-- DATA EXCERPTS --
"""

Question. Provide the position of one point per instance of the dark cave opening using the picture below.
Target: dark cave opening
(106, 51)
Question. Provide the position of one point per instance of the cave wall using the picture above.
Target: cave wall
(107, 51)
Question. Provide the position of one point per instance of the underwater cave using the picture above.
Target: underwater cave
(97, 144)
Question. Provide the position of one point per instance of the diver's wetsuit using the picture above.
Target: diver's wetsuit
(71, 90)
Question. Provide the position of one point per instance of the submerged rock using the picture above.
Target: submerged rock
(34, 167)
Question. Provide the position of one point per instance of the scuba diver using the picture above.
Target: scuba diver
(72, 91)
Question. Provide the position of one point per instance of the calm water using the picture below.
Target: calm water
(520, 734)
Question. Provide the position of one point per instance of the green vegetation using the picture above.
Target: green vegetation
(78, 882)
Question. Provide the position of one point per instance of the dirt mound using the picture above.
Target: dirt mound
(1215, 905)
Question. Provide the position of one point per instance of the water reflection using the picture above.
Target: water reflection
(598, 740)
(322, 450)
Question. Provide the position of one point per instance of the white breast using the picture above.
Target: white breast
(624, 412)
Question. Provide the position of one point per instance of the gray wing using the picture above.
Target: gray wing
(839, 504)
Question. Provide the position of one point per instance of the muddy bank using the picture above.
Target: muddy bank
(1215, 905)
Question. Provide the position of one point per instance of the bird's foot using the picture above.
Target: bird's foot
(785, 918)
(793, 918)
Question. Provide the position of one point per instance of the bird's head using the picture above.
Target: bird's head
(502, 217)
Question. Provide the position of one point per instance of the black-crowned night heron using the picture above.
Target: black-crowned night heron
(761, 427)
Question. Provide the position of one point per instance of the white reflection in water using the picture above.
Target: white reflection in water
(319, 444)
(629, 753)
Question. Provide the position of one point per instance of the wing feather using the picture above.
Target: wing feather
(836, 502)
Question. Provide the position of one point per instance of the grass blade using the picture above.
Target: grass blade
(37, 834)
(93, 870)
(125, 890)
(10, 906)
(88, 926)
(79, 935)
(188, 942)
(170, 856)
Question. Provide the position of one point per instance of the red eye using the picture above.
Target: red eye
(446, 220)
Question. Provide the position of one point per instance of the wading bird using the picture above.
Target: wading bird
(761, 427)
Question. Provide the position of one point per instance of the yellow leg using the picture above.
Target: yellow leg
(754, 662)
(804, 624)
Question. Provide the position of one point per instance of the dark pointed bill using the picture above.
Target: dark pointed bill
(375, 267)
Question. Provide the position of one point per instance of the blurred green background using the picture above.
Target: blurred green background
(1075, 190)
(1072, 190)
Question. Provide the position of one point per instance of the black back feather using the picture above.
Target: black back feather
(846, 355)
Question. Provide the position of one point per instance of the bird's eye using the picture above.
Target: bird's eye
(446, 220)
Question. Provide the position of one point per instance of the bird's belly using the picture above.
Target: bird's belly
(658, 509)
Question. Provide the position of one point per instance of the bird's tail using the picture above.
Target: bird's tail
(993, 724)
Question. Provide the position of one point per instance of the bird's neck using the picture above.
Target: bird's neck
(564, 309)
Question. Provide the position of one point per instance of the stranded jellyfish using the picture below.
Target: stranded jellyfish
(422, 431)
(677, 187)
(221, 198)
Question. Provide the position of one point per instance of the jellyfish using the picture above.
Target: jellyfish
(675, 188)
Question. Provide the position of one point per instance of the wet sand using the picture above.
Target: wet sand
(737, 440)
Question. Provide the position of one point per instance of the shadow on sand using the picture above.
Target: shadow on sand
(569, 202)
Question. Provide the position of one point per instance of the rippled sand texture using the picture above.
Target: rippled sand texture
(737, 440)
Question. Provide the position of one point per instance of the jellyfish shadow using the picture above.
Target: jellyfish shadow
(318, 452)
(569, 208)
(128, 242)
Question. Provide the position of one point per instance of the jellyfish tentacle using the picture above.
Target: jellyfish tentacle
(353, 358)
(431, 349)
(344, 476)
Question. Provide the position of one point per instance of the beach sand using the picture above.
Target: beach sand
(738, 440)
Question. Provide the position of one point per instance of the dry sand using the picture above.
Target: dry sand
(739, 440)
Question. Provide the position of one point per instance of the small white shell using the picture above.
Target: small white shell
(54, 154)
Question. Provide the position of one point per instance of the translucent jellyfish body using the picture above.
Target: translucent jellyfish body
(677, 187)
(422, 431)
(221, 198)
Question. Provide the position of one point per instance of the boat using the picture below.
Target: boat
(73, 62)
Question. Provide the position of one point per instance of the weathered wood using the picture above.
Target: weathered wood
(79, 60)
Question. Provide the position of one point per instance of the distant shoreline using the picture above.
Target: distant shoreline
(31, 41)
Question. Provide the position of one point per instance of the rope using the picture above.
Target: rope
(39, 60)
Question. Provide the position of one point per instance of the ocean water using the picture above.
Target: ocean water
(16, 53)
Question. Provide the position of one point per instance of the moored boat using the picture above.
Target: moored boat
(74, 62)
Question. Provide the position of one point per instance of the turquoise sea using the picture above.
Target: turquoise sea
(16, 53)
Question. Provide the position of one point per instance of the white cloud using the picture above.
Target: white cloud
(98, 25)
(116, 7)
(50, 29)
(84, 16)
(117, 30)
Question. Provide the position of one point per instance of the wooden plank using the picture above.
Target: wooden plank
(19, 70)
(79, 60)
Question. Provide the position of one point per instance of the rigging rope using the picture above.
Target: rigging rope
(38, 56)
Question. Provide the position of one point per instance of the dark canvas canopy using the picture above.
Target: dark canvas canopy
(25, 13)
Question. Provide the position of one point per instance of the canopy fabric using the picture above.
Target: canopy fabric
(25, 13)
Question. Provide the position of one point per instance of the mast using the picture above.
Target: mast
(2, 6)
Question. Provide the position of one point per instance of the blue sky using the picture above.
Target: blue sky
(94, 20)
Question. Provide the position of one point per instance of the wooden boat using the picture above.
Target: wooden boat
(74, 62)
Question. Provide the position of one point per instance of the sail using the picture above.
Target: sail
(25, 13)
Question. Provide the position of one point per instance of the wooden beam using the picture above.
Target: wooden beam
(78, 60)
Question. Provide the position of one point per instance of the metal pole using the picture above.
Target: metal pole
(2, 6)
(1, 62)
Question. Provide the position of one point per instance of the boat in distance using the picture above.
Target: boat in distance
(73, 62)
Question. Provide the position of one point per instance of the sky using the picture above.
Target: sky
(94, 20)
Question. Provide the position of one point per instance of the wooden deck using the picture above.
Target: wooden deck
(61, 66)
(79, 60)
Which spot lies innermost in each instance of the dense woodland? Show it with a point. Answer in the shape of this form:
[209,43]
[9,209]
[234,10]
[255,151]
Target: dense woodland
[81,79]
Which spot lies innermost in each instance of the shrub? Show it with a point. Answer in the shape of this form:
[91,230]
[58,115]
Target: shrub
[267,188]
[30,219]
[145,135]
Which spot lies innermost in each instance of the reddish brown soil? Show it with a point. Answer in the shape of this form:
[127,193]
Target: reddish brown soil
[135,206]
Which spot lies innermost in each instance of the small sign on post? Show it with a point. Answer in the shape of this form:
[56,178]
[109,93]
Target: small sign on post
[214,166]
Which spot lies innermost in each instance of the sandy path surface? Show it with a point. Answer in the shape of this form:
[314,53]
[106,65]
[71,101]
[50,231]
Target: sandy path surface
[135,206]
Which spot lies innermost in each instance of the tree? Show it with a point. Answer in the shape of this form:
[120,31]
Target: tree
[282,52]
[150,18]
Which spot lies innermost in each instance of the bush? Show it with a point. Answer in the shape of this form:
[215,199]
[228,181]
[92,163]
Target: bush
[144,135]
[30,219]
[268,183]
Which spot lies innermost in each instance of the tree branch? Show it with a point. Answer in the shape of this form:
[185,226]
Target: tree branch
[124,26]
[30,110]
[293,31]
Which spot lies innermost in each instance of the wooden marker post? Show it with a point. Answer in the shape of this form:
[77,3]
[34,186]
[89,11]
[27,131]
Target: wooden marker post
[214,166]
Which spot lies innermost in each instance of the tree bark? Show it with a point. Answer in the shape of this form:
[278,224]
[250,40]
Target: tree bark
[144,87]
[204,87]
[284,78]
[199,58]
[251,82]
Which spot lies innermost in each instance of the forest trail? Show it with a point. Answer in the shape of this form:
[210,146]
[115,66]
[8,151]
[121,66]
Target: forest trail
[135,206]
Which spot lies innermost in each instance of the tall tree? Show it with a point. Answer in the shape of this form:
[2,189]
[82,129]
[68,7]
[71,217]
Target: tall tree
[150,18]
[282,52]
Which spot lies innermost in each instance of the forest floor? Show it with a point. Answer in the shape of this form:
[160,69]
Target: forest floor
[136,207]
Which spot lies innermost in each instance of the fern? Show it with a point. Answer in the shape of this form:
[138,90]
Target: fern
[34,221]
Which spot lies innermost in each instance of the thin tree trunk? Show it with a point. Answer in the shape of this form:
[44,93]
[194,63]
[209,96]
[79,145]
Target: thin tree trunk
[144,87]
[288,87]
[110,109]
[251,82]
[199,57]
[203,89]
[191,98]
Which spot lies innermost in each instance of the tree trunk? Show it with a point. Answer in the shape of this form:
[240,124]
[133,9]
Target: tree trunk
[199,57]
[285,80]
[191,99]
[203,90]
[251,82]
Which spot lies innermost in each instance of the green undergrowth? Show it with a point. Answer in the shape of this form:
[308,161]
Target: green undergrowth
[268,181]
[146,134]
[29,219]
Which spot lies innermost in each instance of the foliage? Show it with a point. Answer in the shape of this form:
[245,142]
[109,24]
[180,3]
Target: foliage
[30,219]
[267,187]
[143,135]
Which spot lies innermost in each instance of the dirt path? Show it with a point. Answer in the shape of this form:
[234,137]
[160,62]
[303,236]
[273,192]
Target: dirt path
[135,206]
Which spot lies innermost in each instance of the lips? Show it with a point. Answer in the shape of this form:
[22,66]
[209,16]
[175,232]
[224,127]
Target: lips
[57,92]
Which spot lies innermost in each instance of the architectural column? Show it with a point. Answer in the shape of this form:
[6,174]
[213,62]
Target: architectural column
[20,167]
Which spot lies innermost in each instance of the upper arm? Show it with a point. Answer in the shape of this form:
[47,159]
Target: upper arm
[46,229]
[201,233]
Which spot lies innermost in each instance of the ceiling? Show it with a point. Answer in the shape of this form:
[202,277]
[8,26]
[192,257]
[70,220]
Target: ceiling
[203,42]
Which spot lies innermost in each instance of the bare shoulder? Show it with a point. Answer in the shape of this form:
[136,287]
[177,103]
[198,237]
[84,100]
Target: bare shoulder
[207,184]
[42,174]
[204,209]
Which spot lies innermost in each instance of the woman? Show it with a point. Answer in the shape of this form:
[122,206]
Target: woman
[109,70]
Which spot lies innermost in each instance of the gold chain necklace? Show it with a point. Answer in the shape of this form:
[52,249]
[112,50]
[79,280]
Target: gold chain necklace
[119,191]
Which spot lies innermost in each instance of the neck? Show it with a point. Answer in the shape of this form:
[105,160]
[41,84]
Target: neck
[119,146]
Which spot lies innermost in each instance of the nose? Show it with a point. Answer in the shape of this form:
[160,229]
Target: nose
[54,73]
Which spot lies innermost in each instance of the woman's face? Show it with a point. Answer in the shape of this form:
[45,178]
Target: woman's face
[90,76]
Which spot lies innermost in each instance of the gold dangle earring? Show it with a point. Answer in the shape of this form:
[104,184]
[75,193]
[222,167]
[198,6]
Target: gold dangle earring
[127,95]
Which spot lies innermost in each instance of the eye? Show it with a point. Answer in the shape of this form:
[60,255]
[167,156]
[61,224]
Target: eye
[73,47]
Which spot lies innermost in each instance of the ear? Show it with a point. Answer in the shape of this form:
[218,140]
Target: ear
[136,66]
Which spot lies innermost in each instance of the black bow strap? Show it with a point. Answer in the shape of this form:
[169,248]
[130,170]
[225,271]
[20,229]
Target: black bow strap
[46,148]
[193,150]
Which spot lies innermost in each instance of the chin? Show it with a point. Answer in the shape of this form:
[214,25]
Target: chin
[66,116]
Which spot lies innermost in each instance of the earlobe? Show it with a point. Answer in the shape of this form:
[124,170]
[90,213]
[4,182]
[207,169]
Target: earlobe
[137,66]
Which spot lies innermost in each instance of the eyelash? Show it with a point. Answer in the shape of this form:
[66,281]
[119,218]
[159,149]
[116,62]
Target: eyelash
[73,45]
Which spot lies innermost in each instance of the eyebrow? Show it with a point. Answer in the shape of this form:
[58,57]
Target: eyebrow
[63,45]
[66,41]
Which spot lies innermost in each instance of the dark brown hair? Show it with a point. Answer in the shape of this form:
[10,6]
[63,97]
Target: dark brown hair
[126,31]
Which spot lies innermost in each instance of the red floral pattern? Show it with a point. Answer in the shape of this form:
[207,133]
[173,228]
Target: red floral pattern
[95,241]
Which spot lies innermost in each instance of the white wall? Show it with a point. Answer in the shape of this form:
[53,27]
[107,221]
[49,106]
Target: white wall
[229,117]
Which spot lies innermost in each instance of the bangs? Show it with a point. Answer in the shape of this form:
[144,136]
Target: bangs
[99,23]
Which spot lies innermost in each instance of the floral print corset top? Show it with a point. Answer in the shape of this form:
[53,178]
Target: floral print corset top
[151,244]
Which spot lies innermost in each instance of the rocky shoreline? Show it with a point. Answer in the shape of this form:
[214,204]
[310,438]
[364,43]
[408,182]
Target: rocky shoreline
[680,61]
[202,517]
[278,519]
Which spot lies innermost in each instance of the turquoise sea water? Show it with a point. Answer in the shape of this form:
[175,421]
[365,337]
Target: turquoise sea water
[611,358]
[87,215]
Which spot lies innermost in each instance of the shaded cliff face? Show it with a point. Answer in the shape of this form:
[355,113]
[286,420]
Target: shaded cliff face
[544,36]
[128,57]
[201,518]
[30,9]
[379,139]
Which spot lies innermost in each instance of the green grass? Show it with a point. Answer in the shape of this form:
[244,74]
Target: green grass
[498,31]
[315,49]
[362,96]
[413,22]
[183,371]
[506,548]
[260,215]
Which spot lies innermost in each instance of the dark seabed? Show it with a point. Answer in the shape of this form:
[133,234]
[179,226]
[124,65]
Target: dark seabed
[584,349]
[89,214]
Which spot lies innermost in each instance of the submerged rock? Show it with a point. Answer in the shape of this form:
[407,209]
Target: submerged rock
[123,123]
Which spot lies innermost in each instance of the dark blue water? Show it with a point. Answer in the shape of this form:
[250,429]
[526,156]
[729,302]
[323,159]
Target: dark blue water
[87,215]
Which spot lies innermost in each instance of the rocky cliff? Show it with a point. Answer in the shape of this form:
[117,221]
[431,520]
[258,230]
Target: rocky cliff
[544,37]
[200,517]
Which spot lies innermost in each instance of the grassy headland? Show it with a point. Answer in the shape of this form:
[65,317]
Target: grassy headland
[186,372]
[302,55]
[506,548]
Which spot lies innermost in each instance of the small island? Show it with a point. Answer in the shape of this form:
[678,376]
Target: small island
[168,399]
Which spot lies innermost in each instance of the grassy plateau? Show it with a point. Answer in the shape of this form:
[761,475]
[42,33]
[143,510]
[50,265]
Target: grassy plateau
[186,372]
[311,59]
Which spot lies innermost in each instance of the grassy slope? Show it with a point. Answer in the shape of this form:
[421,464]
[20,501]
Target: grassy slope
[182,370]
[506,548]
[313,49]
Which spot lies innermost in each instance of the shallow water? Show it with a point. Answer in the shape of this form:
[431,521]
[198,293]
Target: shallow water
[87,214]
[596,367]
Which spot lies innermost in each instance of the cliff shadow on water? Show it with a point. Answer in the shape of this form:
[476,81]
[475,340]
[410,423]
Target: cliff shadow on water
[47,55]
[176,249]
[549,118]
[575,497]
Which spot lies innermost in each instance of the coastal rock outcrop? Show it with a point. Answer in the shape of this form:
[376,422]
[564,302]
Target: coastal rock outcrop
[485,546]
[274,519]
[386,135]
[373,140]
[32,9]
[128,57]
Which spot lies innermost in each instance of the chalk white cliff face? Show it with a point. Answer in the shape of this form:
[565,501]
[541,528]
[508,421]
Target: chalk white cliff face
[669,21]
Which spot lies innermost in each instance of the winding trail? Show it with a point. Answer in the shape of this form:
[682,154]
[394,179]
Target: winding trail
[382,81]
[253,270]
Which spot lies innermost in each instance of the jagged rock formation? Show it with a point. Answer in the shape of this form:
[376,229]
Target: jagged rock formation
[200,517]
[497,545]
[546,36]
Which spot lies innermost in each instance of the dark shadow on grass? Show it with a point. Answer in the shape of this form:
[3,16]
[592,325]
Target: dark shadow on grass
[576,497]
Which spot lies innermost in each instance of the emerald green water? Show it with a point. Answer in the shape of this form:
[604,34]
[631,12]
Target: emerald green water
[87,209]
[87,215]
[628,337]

"""

-- WORK ITEM --
In the lines above, find the word "below" and copy each line that contains it.

-- OUTPUT OF THE EXERCISE --
Question. Provide the position of one point per instance of the dark cave opening using the picture below.
Question. Provide the position of one point per instance of the calm water using the picture below.
Question. Provide the position of one point per instance of the stranded jellyfish using the picture below.
Question. Provide the position of one point per instance of the boat using the picture below.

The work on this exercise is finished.